> [Set task A]
Answer these questions about the film article:
(i) Who edited the film?
(ii) Where was the film shot?
(iii) What color process made it the first Zorro film in color?

> [Source extract]
- Theatrical release poster
- Directed by: Wells Root
- Written by: Wells Root
- Produced by: Nat Levine
- Starring: Robert Livingston Heather Angel Sig Ruman Robert Warwick Emily Fitzroy
- Cinematography: Jack A. Marta Alvin Wyckoff
- Edited by: Lester Orlebeck
- Music by: Karl Hajos
- Production company: Republic Pictures
- Distributed by: Republic Pictures
- Release date: December 1, 1936;
- Running time: 67 minutes
- Country: United States
- Language: English

= The Bold Caballero =

1936 film by Wells Root

The Bold Caballero is a 1936 American Western film written and directed by Wells Root. It is based on the character Zorro, created by Johnston McCulley. The characters Don Alejandro Vega (Don Diego's father) and Bernardo (Don Diego's mute manservant) are notably absent. Native American stars include Chief Thundercloud as Don Diego Vega/Zorro's aide and Charles Stevens as Captain Vargas. John Merton appears uncredited in this film as a First Sergeant. Merton also appears in Zorro's Fighting Legion as Manuel and Zorro's Black Whip as Harris.

The Bold Caballero is notable for being the first talking Zorro film, as the first two Zorro films (1920's The Mark of Zorro and 1925's Don Q, Son of Zorro) were silent films, and the first Zorro film in color (Magnacolor). It was shot in Chatsworth, Los Angeles. The film was released on December 1, 1936, by Republic Pictures.

Collection entries
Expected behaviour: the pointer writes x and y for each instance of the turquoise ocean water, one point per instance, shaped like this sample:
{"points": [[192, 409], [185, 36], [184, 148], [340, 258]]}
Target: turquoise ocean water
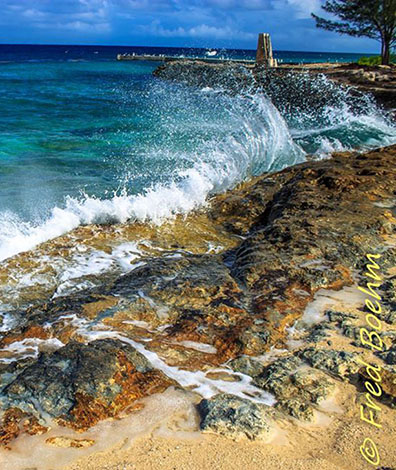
{"points": [[86, 139]]}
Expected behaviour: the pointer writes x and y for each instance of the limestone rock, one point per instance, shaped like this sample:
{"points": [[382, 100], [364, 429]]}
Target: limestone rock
{"points": [[235, 417]]}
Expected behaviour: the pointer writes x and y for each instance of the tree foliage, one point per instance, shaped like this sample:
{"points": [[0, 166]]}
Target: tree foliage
{"points": [[375, 19]]}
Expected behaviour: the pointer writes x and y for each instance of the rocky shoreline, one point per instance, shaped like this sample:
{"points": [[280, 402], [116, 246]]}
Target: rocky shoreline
{"points": [[206, 322], [248, 308], [378, 81]]}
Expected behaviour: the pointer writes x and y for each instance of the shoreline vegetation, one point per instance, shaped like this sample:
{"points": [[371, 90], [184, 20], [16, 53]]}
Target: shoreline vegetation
{"points": [[241, 322]]}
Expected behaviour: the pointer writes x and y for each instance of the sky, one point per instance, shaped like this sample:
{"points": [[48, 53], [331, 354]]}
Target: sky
{"points": [[190, 23]]}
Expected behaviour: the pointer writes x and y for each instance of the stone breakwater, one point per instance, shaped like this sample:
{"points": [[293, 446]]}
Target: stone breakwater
{"points": [[280, 83], [212, 321]]}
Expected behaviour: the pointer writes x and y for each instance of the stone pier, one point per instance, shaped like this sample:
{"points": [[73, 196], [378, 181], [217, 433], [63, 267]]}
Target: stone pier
{"points": [[264, 51]]}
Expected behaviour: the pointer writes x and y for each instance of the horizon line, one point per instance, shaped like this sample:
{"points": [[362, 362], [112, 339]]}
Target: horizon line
{"points": [[180, 47]]}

> [Set task B]
Echo the part of the listing that opens with the line containing "stone pier, one" and runs through the final line of the listing, including both ends.

> [Task result A]
(i) Lester Orlebeck
(ii) Chatsworth, Los Angeles
(iii) Magnacolor

> [Task result B]
Expected behaviour: the pointer writes x and y for each instance of the stone pier, one point per instance, shaped like this sample:
{"points": [[73, 196], [378, 181], [217, 433], [63, 267]]}
Target: stone pier
{"points": [[264, 51]]}
Expected behaviour: the pointer writes x and y for each instance of the horizon line, one point per instance, shaped like this sample:
{"points": [[362, 362], [112, 339]]}
Target: horizon line
{"points": [[180, 47]]}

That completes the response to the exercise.